→ **TO BE DONE**
Rewrite everything from the line containing "outline rectangular window" down to the line containing "M 115 426 L", both included, keeping the item wording unchanged. Shift every coordinate in the answer paths by -121.

┏━━

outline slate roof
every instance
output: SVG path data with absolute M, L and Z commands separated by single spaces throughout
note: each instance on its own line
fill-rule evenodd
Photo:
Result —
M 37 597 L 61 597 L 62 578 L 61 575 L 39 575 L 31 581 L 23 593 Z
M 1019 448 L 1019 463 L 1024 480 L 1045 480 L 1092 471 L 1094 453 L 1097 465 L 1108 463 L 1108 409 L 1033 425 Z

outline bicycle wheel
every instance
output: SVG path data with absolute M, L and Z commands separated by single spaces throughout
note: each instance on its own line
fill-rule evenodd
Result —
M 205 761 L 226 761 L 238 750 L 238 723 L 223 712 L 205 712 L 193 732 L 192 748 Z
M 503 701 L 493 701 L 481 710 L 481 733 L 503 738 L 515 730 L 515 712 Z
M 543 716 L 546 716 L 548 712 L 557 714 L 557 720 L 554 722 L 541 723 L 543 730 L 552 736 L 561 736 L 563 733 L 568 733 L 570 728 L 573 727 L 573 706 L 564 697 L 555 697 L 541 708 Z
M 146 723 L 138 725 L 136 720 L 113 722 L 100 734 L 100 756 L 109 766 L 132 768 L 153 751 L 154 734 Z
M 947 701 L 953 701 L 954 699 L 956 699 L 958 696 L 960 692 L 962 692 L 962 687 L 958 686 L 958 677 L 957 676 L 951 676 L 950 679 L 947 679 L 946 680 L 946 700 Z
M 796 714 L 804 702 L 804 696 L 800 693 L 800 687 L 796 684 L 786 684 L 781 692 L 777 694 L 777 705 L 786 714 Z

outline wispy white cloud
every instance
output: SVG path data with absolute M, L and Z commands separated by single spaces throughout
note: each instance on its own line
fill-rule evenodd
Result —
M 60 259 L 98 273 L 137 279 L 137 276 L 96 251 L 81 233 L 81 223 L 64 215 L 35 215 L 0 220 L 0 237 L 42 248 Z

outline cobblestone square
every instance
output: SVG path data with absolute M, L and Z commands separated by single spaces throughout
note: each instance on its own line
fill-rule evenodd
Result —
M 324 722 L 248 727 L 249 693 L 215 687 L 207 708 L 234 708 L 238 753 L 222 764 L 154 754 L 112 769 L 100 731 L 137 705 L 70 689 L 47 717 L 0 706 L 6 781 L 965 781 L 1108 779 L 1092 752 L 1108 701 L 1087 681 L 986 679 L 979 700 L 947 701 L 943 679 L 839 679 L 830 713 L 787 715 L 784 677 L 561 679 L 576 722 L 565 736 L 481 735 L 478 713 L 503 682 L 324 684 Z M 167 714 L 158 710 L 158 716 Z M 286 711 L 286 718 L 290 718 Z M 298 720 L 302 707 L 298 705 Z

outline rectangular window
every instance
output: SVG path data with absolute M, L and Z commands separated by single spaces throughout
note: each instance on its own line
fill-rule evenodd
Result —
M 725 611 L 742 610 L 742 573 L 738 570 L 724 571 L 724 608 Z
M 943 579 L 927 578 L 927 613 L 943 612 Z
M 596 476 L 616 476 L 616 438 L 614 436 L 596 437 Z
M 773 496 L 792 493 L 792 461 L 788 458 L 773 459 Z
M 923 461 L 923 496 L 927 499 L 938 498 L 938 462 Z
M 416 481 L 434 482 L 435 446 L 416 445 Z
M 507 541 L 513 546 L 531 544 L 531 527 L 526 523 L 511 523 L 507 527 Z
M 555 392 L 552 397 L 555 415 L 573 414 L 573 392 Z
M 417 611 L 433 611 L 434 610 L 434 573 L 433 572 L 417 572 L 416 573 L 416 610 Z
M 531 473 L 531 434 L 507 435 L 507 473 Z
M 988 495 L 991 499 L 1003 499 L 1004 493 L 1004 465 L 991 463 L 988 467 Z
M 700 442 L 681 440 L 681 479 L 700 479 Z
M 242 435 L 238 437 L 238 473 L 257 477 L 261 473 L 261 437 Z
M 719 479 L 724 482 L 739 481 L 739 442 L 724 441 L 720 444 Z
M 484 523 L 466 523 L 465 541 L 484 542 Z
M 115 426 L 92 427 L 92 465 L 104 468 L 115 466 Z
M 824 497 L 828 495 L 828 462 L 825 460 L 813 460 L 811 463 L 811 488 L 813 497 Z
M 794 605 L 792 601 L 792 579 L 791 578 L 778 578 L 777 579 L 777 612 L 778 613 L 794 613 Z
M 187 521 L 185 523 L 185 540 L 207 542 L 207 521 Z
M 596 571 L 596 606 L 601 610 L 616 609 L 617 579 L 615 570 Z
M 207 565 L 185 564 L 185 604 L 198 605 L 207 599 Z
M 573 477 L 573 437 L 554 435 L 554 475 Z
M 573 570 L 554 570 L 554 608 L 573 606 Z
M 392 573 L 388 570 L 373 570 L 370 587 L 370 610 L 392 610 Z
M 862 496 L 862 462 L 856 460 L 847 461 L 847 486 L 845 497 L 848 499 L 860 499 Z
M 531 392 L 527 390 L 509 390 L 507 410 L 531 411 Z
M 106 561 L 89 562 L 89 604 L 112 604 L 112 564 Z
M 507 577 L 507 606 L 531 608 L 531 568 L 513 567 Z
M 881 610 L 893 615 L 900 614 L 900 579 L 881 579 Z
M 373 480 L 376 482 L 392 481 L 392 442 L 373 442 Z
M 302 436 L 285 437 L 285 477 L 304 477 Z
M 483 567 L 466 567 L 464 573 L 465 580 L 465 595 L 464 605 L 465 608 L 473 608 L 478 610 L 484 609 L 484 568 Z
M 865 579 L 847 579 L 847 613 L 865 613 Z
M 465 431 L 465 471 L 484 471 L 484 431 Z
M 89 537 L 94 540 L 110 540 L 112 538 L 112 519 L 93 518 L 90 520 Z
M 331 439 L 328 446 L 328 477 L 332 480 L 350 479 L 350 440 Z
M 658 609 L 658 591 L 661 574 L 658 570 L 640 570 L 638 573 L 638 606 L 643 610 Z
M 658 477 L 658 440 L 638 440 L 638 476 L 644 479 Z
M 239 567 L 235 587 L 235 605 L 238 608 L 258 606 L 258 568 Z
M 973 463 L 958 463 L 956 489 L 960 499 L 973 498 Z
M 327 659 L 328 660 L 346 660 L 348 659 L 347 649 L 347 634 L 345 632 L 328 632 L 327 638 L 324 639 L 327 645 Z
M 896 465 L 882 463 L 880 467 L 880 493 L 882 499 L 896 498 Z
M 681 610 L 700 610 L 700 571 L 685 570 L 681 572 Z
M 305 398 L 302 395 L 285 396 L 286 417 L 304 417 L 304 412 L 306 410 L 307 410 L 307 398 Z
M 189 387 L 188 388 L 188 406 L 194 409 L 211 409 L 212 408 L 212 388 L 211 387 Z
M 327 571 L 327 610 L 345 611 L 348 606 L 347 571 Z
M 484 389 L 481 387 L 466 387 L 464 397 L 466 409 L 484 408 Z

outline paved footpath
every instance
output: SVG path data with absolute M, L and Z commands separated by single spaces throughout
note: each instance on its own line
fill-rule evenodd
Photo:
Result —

┗━━

→ **COMPLETE RESPONSE**
outline rectangular window
every instance
output: SVG path data with absolute M, L and Z commands separated by single spaces throughout
note: each instance on its own line
fill-rule evenodd
Result —
M 604 490 L 621 489 L 621 452 L 617 449 L 603 450 L 603 487 Z
M 822 458 L 806 457 L 806 492 L 822 491 Z
M 475 355 L 495 355 L 495 317 L 493 315 L 475 316 Z
M 652 375 L 671 372 L 671 340 L 667 337 L 652 338 Z
M 802 340 L 802 375 L 806 378 L 817 377 L 817 341 Z
M 295 360 L 313 361 L 314 325 L 295 324 Z
M 386 420 L 392 425 L 410 423 L 410 406 L 405 402 L 390 402 L 386 406 Z
M 434 271 L 431 276 L 434 294 L 452 293 L 452 271 Z
M 296 490 L 312 490 L 313 489 L 313 452 L 312 451 L 296 451 L 295 452 L 295 489 Z
M 410 352 L 410 313 L 386 314 L 386 352 Z
M 867 374 L 870 378 L 882 378 L 883 372 L 883 344 L 870 342 L 867 346 Z
M 579 321 L 560 319 L 560 358 L 579 358 Z
M 121 314 L 117 316 L 117 352 L 136 356 L 140 352 L 140 316 Z
M 598 358 L 603 361 L 618 360 L 618 321 L 603 320 L 599 323 Z
M 363 402 L 345 402 L 344 420 L 363 421 Z
M -6 305 L -29 306 L -29 344 L -17 347 L -6 345 Z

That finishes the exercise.